Begin Source excerpt
On Wed, May 06, 2026, Alexandru Elisei wrote:
> The documentation for KVM_EXIT_MEMORY_FAULT states:
> 
> 'Note!  KVM_EXIT_MEMORY_FAULT is unique among all KVM exit reasons in that
> it accompanies a return code of '-1', not '0'!  errno will always be set to
> EFAULT or EHWPOISON when KVM exits with KVM_EXIT_MEMORY_FAULT, userspace
> should assume kvm_run.exit_reason is stale/undefined for all other error
> numbers'.
> 
> where a return code of '-1' is special because according to man 2 ioctl:
> 
> 'On error, -1 is returned, and errno is set to indicate the error'.
> 
> Putting the two together means that the ioctl KVM_RUN must 1) complete with
> an error and 2) that error must must be either EFAULT or EHWPOISON for
> userspace to detect a KVM_EXIT_MEMORY_FAULT VCPU exit.

Yes and no.  The key escape valve we (very deliberately) gave ourselves is this:

  userspace should assume kvm_run.exit_reason is stale/undefined for all other
  error numbers.
End Source excerpt
Begin Listing
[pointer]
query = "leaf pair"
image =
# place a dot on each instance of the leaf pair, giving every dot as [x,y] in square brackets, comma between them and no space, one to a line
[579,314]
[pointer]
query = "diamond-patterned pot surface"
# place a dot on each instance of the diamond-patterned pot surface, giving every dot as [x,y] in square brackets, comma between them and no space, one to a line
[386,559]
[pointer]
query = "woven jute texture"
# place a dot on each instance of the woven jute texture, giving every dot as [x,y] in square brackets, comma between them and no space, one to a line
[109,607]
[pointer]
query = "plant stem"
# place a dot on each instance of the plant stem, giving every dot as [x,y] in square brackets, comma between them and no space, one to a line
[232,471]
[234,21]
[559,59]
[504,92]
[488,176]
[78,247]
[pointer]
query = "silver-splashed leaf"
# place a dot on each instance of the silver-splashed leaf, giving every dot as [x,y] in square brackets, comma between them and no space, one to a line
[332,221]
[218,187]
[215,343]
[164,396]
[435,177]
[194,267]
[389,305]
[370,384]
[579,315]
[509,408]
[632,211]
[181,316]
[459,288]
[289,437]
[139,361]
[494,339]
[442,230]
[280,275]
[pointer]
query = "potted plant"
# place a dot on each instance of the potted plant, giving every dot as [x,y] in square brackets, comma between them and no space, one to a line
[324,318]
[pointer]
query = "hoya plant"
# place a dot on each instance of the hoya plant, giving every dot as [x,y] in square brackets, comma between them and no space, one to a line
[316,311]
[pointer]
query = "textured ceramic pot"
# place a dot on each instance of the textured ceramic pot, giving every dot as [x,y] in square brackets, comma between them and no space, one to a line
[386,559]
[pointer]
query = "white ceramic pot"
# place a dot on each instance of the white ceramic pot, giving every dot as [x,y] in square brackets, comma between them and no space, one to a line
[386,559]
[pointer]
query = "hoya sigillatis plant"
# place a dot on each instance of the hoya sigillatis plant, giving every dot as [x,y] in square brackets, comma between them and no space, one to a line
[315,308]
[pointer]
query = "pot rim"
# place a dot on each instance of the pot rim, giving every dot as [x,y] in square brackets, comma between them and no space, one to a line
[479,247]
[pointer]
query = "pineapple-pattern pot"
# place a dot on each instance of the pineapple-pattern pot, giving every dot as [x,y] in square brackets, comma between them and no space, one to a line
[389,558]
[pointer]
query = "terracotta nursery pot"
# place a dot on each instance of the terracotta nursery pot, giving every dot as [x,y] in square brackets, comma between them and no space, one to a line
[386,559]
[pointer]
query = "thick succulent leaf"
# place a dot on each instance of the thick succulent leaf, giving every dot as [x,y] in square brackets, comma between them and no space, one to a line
End Listing
■ **Stated goal**
In the KVM mailing-list excerpt, which two errno values will always be set when KVM exits with KVM_EXIT_MEMORY_FAULT?

■ **Exercise response**
EFAULT or EHWPOISON.